▶ _Page extract_:
%%

Reacting to my First Attempt to Write a Book Part II

in case you missed part one: TLDR I tried to write a book a few years back and it was absolute shit

but also you really should just go read part one first, because I really feel like this post will make a lot less sense without that context

it also feels worth mentioning: I’d reread the beginning of this old attempt a few months ago, and part one was mostly me reacting to the part I’d already read. it was no less horrifying or hilarious to read, but I at least had some sort of idea what to expect. from here . . . I honestly don’t know if I’ve read this since I wrote it a few years ago

my first thought here is literally just “WHY DID I NAME THE MOUNTAIN RANGE “THE DRAGONSTEETH” but also,,,,,,, that is still it’s name in my current draft OOPS

whyyyyy does this exist, Alex is way way way too prideful to ever let a royal do her work for her why did I not even know my own characters back then 😭 also why does this use the word work SO MANY TIMES IN THIS SENTENCE OMG

I have two thoughts here:

1 – Alex is literally just thinking “why does the queen trust me not to stab her” but like . . . she wants to stab her and doesn’t even try???? despite clearly seeing the opportunity??

%%

▶ _To-do list_:
**1.** In the post, copy the text from "whyyyyy does this" to "seeing the opportunity??", substituting "stubborn" for "prideful".
**2.** In the post, what name does the writer give the mountain range?

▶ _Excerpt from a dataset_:

%%

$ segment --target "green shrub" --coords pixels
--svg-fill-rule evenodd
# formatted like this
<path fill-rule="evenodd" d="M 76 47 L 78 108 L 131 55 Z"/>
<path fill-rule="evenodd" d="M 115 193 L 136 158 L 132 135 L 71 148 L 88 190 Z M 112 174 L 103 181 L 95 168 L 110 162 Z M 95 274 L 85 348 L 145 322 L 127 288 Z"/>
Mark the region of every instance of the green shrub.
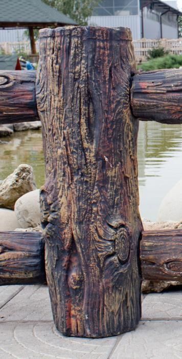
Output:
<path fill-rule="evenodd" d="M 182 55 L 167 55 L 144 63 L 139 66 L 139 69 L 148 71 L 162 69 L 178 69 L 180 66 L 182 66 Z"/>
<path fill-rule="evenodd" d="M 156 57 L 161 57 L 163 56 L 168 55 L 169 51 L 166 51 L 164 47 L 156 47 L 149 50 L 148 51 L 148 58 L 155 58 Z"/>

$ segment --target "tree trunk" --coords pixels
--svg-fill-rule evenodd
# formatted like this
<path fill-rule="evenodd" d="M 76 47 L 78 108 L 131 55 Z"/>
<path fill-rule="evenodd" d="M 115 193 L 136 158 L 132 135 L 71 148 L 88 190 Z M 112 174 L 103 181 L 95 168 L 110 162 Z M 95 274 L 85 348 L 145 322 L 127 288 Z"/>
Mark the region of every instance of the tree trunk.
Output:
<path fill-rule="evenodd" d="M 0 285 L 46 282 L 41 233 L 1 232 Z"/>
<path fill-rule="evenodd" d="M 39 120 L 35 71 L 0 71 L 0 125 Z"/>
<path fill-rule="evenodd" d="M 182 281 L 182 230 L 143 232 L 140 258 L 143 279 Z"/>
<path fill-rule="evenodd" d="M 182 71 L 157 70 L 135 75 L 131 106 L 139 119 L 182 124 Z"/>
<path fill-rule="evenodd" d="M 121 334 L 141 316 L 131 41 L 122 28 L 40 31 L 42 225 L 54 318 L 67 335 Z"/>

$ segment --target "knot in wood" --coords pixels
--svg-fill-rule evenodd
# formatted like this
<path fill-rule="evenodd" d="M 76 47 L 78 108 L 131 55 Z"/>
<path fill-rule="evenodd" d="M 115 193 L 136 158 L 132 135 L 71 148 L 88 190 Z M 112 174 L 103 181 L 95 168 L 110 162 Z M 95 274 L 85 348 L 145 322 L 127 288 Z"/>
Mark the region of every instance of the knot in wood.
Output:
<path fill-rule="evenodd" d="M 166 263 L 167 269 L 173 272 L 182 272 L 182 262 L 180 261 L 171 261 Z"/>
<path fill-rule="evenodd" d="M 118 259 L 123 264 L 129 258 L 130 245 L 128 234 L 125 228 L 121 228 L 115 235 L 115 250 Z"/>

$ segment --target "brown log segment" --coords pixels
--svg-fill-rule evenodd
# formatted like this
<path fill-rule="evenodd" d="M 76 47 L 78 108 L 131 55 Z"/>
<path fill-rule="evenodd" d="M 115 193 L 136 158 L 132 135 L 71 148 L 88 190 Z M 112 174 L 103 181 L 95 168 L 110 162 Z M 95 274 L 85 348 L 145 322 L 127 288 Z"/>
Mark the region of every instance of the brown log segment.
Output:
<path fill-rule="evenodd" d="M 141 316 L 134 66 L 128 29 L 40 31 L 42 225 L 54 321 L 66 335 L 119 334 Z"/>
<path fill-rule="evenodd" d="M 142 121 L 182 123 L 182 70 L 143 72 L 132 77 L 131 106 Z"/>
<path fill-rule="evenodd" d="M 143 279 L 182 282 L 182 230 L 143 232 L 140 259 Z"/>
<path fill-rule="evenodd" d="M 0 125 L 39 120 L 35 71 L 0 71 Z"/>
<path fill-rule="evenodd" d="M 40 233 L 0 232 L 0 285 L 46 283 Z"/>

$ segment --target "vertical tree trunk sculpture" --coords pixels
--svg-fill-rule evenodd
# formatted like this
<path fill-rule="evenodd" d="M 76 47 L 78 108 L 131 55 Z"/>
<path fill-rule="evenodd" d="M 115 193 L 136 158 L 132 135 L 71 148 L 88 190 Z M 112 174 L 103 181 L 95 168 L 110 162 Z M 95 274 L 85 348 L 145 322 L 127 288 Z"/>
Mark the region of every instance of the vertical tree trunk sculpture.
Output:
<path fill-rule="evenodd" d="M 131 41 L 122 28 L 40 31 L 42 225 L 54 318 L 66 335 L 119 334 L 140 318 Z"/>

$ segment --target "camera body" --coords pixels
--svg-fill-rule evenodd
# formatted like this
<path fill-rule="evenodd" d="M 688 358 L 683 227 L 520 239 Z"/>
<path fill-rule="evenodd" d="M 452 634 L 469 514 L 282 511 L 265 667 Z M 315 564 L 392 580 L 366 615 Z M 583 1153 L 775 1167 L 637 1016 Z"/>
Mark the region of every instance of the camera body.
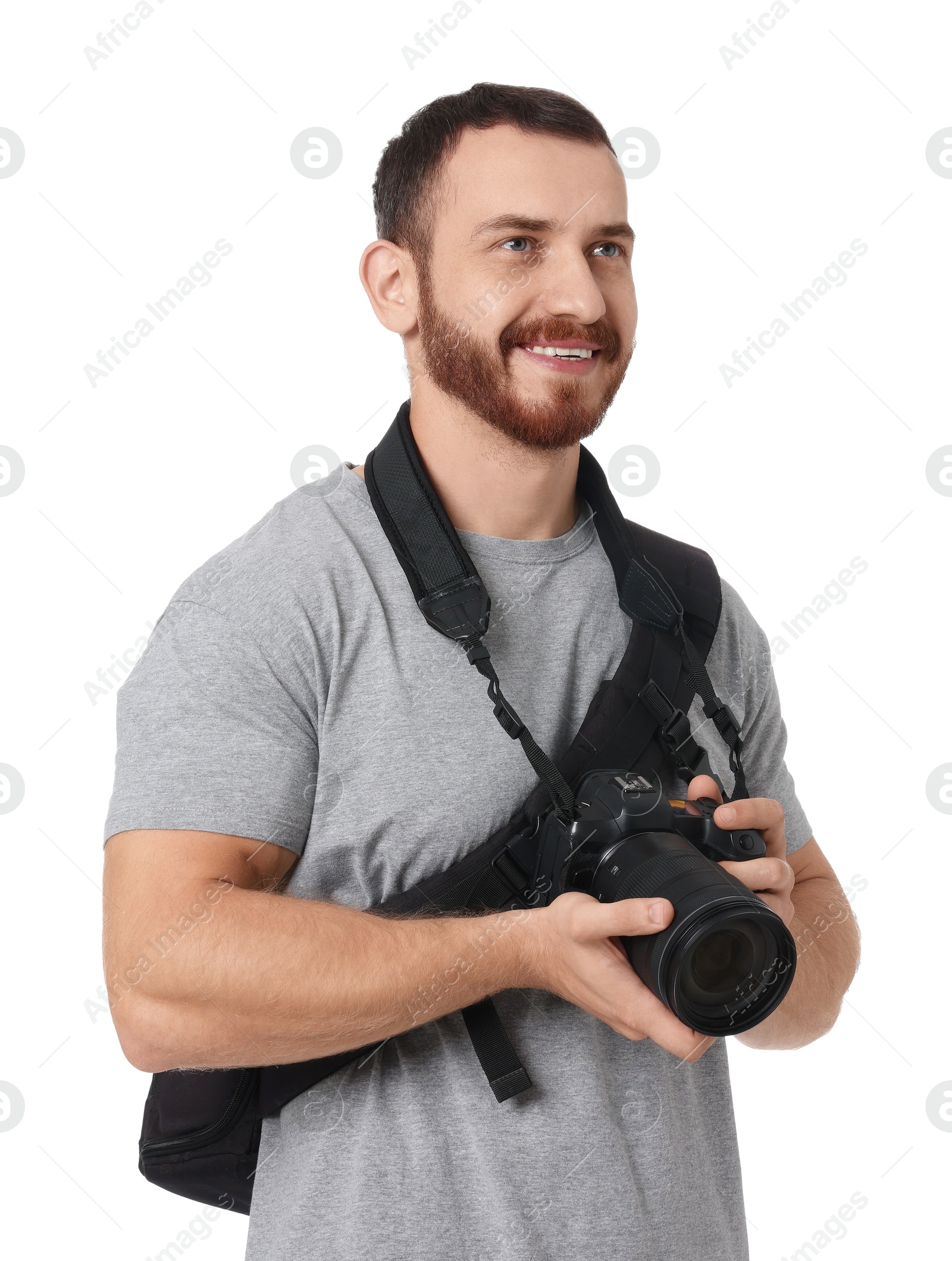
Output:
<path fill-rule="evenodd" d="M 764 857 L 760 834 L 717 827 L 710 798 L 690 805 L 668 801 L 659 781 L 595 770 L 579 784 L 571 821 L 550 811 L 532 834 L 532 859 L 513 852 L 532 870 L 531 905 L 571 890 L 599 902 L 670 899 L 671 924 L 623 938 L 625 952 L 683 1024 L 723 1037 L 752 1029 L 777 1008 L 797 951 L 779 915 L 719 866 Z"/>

%%

▶ _Results for the exercise_:
**1.**
whyyyyy does this exist, Alex is way way way too stubborn to ever let a royal do her work for her why did I not even know my own characters back then 😭 also why does this use the word work SO MANY TIMES IN THIS SENTENCE OMG

I have two thoughts here:

1 – Alex is literally just thinking “why does the queen trust me not to stab her” but like . . . she wants to stab her and doesn’t even try???? despite clearly seeing the opportunity??

**2.** The Dragonsteeth.